• [DIRECTIONS FOR THIS TASK]: Pull out every line of the material below that contains the string "purple", and copy each one in full.

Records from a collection
◆ ◆ ◆ ◆ ◆ ◆ ◆

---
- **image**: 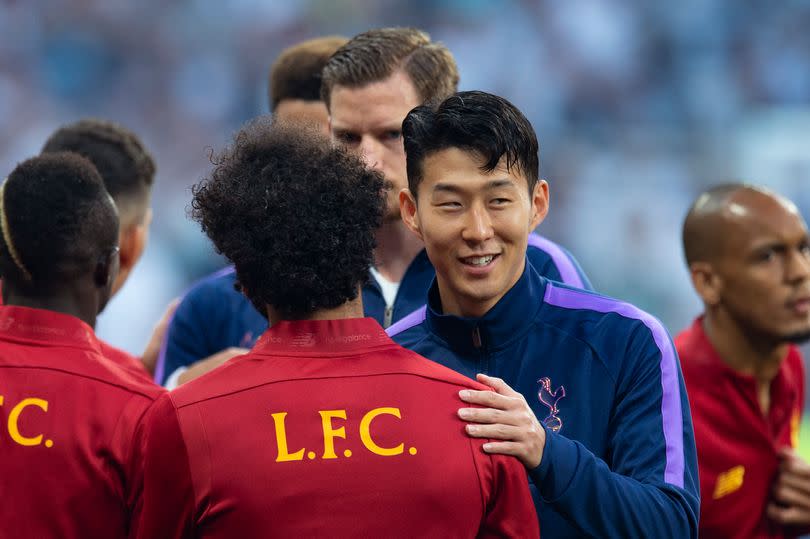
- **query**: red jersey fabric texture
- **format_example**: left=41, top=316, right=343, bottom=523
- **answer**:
left=138, top=318, right=539, bottom=538
left=0, top=306, right=164, bottom=539
left=675, top=317, right=804, bottom=538
left=0, top=281, right=153, bottom=382
left=98, top=339, right=155, bottom=384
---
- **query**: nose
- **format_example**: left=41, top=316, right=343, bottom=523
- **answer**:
left=785, top=250, right=810, bottom=283
left=461, top=207, right=494, bottom=243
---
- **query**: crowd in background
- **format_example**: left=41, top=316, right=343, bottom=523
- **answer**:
left=0, top=0, right=810, bottom=353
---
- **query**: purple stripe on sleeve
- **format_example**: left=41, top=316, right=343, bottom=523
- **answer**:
left=544, top=283, right=684, bottom=488
left=529, top=233, right=585, bottom=288
left=385, top=305, right=427, bottom=337
left=154, top=266, right=236, bottom=385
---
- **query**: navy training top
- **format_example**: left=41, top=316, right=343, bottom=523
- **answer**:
left=387, top=262, right=699, bottom=539
left=155, top=234, right=591, bottom=385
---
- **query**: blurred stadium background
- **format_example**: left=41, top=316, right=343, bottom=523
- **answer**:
left=0, top=0, right=810, bottom=450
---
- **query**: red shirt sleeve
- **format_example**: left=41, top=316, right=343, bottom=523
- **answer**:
left=473, top=443, right=540, bottom=538
left=130, top=394, right=195, bottom=539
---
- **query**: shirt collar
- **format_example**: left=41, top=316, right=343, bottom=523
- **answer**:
left=253, top=318, right=394, bottom=356
left=425, top=260, right=547, bottom=352
left=0, top=305, right=101, bottom=353
left=690, top=315, right=798, bottom=391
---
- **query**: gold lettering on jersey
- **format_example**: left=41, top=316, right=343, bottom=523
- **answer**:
left=712, top=466, right=745, bottom=500
left=0, top=395, right=53, bottom=447
left=272, top=412, right=304, bottom=462
left=318, top=410, right=346, bottom=459
left=270, top=407, right=417, bottom=462
left=360, top=408, right=405, bottom=457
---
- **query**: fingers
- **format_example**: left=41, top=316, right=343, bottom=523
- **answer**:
left=475, top=373, right=520, bottom=397
left=464, top=423, right=525, bottom=442
left=458, top=389, right=523, bottom=410
left=773, top=480, right=810, bottom=511
left=775, top=469, right=810, bottom=498
left=482, top=442, right=539, bottom=458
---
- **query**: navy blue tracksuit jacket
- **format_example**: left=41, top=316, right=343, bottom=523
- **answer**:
left=155, top=234, right=591, bottom=384
left=388, top=262, right=699, bottom=539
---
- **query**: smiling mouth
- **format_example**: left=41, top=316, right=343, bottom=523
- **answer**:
left=461, top=255, right=500, bottom=268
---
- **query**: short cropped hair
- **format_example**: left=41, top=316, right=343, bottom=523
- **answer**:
left=268, top=36, right=348, bottom=110
left=191, top=118, right=385, bottom=320
left=0, top=152, right=118, bottom=294
left=402, top=91, right=540, bottom=196
left=321, top=28, right=459, bottom=108
left=42, top=118, right=155, bottom=223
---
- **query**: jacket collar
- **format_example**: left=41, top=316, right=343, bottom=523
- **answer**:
left=0, top=305, right=101, bottom=353
left=425, top=260, right=547, bottom=353
left=253, top=318, right=394, bottom=356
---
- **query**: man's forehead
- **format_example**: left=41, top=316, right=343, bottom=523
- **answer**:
left=721, top=191, right=806, bottom=243
left=329, top=71, right=421, bottom=126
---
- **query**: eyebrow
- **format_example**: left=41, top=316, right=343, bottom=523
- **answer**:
left=433, top=179, right=515, bottom=193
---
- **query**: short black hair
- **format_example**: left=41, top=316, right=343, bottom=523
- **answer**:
left=402, top=91, right=540, bottom=196
left=321, top=28, right=459, bottom=109
left=191, top=117, right=385, bottom=320
left=0, top=152, right=118, bottom=295
left=269, top=36, right=348, bottom=110
left=42, top=118, right=155, bottom=224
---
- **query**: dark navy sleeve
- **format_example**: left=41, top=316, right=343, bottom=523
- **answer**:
left=155, top=281, right=220, bottom=385
left=526, top=234, right=593, bottom=290
left=529, top=325, right=699, bottom=537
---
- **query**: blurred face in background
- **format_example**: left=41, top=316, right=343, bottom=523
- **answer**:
left=704, top=191, right=810, bottom=342
left=273, top=99, right=329, bottom=135
left=329, top=71, right=422, bottom=222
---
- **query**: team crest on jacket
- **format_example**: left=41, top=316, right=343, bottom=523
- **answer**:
left=537, top=378, right=565, bottom=432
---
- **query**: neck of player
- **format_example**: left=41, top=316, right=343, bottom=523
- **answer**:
left=267, top=296, right=364, bottom=326
left=374, top=217, right=424, bottom=283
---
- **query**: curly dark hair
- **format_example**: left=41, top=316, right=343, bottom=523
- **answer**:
left=191, top=117, right=385, bottom=320
left=402, top=91, right=540, bottom=196
left=42, top=118, right=155, bottom=225
left=0, top=152, right=118, bottom=296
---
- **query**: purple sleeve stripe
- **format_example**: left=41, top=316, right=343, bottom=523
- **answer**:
left=544, top=283, right=684, bottom=488
left=154, top=266, right=236, bottom=385
left=529, top=233, right=585, bottom=288
left=385, top=305, right=427, bottom=337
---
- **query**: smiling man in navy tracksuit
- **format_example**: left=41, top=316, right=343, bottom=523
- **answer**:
left=389, top=92, right=699, bottom=537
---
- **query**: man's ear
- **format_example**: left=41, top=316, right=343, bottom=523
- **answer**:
left=529, top=180, right=548, bottom=231
left=689, top=262, right=723, bottom=307
left=399, top=189, right=424, bottom=241
left=119, top=208, right=152, bottom=273
left=93, top=248, right=119, bottom=289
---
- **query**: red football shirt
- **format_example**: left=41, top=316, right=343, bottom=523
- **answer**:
left=675, top=317, right=804, bottom=538
left=138, top=318, right=539, bottom=538
left=0, top=306, right=163, bottom=539
left=0, top=281, right=153, bottom=382
left=98, top=339, right=155, bottom=384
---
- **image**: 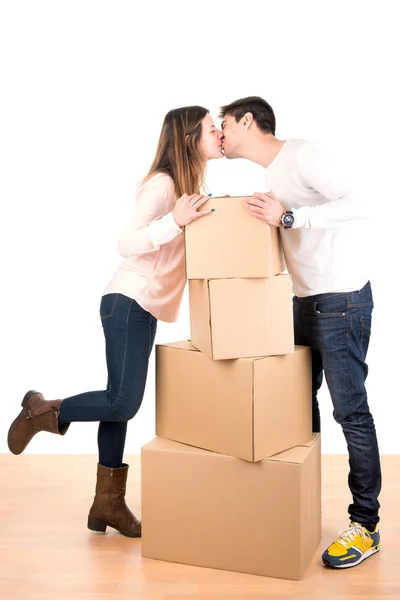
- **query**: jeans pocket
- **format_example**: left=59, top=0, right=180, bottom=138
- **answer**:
left=313, top=294, right=347, bottom=318
left=100, top=294, right=119, bottom=321
left=360, top=314, right=372, bottom=360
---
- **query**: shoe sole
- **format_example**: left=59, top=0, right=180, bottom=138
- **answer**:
left=88, top=518, right=142, bottom=538
left=322, top=544, right=380, bottom=569
left=7, top=390, right=38, bottom=455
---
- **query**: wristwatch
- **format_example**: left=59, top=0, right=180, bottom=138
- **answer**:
left=280, top=210, right=294, bottom=229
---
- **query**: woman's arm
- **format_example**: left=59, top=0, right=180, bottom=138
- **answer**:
left=118, top=175, right=183, bottom=258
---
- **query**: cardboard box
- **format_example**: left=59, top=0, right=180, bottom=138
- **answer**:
left=189, top=275, right=294, bottom=360
left=185, top=196, right=286, bottom=279
left=142, top=434, right=321, bottom=579
left=156, top=342, right=312, bottom=461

◆ ◆ ◆ ◆ ◆ ◆ ◆

• [CORRECT OUTPUT]:
- **query**: purple stripe on sleeve
- **query**: purple sleeve stripe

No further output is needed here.